**TEXTE SOURCE:**
※ ※ ※

Le bénéfice ajusté est destiné aux initiés… et plus si affinité
Simon Lord|Édition de la mi‑juin 2020INDICATEUR CLAIR. Le bénéfice est une mesure fondamentale qui permet de juger de la rentabilité d'une entreprise.
INDICATEUR CLAIR. Le bénéfice est une mesure fondamentale qui permet de juger de la rentabilité d’une entreprise. Il existe différents types de bénéfices : brut, net, etc. Ces types ne sont pas tous de la même utilité. Le bénéfice ajusté, en particulier, relève parfois moins d’un strict exercice comptable que d’un exercice de relation public. Devriez-vous en tenir compte ?
Pour bien comprendre le bénéfice ajusté, il importe d’abord de le définir précisément. C’est là son premier problème. Contrairement à d’autres mesures financières, comme le bénéfice avant intérêts, impôts et amortissements (BAIIA), le bénéfice ajusté n’est pas un terme normalisé. Autrement dit, chaque société peut adopter la méthodologie qu’elle désire pour le calculer. Les principes comptables généralement reconnus (PCGR), de même que les normes internationales d’informations financières (IFRS), ne dictent pas comment le calculer.
«Le bénéfice ajusté n’a pas de signification uniforme. C’est un peu le «Far West». Il y a toutes sortes d’ajustements qui peuvent être faits», explique Mathieu Gauvin, un spécialiste des fusions- acquisitions et de l’évaluation d’entreprises qui a notamment été vice-président principal des placements privés à la Caisse de dépôt.

※ ※ ※

[Extrait d'un fichier de données]
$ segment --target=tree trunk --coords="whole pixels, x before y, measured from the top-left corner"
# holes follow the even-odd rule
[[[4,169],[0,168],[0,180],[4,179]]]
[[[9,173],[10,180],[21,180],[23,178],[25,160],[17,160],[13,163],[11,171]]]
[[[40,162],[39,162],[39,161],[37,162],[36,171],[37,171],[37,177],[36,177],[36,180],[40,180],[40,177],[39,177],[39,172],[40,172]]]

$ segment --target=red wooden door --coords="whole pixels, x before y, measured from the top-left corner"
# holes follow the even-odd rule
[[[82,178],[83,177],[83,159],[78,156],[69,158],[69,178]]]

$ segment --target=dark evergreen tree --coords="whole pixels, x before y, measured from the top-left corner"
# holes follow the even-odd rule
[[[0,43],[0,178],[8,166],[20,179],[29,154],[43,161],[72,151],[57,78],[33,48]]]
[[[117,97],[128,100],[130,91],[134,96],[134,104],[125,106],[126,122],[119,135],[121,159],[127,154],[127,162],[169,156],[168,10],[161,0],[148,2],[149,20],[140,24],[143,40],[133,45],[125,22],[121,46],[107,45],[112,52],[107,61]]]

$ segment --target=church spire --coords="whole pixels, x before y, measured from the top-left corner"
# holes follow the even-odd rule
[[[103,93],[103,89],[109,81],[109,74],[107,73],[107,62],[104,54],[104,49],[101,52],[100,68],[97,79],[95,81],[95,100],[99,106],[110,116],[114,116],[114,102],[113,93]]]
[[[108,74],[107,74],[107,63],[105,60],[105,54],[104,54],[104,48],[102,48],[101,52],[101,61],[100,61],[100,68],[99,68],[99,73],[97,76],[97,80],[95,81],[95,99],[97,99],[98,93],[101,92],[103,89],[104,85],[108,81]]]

※ ※ ※

**CONSIGNE:** Reprenez le texte sur le bénéfice ajusté à partir de la dernière phrase donnée.

**RÉSULTAT:**
De façon générale, le mot «ajusté» fait référence à des revenus ou à des charges qui seront exclus du calcul du bénéfice. La raison souvent invoquée pour justifier cet ajustement est que la dépense ou le revenu exclu est non récurrent.
Mathieu Gauvin donne un exemple. Admettons qu’une entreprise soit la cible d’une poursuite et doive payer un million de dollars en dédommagements et en frais d’avocats. Si l’entreprise ne s’attend pas à devoir payer ce genre de frais juridiques à l’avenir, elle pourrait vouloir les exclure du calcul du bénéfice. Elle mettra donc de l’avant le bénéfice ajusté, qui n’en tient pas compte.
Les coûts liés à des acquisitions d’entreprise ou à une restructuration sont d’autres exemples d’éléments qui pourraient être exclus, tout comme la perte de change liée à la dette ou un amortissement accéléré.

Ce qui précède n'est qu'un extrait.